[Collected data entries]
====

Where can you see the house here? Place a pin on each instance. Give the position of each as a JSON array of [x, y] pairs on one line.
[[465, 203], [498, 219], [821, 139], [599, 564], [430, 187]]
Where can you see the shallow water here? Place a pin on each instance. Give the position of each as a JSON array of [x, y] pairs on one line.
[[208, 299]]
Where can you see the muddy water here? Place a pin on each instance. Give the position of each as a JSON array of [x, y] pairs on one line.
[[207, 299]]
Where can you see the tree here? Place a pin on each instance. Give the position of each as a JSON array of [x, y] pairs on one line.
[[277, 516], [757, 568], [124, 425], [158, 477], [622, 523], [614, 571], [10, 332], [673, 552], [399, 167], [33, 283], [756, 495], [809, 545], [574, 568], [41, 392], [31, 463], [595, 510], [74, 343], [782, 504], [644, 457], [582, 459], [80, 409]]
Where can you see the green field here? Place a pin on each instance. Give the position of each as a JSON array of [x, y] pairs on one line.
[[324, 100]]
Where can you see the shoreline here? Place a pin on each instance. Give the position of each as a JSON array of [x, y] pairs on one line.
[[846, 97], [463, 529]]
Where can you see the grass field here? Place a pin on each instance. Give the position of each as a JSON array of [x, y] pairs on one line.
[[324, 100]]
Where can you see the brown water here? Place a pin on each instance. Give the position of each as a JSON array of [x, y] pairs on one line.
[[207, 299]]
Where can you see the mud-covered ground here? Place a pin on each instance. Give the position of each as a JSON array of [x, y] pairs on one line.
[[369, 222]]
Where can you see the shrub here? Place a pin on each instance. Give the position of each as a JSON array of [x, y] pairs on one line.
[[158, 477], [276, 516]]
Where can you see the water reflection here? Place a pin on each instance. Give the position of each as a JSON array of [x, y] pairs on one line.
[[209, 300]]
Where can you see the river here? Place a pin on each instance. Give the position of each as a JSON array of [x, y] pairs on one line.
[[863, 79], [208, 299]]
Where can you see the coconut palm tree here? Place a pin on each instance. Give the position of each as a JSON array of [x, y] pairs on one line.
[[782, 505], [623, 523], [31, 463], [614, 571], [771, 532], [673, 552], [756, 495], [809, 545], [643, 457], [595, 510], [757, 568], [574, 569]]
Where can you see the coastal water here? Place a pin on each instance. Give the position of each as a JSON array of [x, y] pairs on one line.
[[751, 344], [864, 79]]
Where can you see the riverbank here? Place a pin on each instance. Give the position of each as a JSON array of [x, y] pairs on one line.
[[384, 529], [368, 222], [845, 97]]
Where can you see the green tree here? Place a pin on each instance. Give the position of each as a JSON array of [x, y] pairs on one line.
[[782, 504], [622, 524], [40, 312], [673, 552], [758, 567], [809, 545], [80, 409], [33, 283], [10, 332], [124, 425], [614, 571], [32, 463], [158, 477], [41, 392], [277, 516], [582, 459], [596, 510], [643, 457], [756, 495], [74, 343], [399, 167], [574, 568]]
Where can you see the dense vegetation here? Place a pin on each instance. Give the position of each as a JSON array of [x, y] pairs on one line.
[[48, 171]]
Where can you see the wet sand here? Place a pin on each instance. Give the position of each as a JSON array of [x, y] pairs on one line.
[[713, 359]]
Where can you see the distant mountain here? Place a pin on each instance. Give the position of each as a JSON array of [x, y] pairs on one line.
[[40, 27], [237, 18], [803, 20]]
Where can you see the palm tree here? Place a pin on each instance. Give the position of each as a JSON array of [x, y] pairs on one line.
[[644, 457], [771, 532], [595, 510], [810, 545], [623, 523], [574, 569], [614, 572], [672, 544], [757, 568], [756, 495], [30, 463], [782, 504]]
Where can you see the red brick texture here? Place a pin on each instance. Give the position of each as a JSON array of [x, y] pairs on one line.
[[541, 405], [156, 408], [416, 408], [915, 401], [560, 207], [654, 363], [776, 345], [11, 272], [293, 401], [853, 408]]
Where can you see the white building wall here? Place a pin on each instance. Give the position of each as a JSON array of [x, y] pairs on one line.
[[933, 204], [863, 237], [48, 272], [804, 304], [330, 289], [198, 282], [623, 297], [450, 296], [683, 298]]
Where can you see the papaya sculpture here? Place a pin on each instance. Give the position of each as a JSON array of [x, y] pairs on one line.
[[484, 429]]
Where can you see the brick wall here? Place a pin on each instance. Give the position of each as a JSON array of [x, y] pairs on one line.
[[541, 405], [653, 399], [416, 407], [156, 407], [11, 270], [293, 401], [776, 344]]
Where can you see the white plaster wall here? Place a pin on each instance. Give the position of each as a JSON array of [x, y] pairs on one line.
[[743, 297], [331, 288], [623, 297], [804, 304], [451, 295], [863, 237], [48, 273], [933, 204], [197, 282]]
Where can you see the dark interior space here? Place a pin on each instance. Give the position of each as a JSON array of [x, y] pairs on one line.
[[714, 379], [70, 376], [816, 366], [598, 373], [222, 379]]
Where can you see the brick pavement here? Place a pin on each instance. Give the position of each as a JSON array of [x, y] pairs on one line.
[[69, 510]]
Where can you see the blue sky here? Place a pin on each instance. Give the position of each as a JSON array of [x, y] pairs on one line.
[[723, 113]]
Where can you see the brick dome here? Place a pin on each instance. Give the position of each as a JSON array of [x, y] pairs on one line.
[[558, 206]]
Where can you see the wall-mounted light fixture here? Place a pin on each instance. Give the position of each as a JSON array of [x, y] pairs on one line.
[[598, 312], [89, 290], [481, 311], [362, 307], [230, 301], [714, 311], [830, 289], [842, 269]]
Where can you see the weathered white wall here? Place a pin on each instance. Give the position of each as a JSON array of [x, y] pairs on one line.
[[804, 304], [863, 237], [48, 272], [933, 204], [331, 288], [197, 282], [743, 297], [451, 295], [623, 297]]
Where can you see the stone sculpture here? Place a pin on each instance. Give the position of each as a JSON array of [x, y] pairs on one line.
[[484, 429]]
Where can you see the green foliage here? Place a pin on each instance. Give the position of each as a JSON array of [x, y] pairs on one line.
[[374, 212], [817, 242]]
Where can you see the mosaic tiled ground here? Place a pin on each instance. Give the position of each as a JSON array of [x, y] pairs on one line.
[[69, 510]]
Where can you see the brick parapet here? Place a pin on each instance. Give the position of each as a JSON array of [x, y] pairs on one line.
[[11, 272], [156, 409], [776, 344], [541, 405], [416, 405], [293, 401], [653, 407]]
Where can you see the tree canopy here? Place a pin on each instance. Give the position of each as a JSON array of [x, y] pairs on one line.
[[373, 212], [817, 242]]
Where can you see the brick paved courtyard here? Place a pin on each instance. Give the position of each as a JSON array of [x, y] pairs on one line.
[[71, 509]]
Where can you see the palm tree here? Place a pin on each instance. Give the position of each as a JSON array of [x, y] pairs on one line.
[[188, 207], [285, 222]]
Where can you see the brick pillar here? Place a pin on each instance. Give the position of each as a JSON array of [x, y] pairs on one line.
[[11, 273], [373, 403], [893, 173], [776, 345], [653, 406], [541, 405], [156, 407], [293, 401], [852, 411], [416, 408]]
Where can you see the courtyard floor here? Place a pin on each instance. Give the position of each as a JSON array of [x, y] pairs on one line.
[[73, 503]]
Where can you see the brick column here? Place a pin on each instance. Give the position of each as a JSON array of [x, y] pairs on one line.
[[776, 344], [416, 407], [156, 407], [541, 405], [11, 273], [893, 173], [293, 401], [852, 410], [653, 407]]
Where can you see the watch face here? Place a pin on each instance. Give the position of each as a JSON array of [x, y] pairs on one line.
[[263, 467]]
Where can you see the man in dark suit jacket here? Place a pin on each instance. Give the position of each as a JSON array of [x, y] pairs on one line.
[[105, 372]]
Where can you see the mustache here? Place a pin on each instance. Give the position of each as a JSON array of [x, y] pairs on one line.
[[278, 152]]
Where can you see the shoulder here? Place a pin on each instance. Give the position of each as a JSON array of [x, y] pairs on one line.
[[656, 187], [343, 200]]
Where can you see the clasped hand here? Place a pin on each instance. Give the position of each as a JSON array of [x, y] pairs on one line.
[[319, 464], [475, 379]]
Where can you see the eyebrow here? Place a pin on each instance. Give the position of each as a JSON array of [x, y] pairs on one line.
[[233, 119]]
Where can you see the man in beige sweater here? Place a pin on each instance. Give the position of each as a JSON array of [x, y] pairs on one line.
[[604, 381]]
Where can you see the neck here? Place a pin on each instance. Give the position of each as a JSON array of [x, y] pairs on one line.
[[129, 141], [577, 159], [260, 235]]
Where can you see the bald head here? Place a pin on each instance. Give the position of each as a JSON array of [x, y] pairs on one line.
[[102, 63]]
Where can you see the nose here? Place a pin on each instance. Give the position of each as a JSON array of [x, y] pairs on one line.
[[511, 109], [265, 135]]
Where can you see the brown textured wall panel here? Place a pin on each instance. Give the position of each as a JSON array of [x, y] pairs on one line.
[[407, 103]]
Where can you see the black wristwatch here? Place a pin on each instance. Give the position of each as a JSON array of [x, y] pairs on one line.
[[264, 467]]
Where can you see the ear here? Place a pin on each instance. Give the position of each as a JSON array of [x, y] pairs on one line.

====

Present the lines from the first one through the line containing "[[208, 299]]", inclusive, as a Markdown table with the columns No. and Line, leaving out any blank lines.

# SOLUTION TO THE PROBLEM
| No. | Line |
|---|---|
| 1 | Where can you see the house here? Place a pin on each instance. Give the position of each as a JSON array of [x, y] pairs on one line. |
| 2 | [[465, 203], [498, 219], [821, 139], [599, 564], [430, 187]] |
| 3 | Where can you see the shallow water here? Place a pin on each instance. Give the position of each as a JSON array of [x, y] pairs on one line. |
| 4 | [[208, 299]] |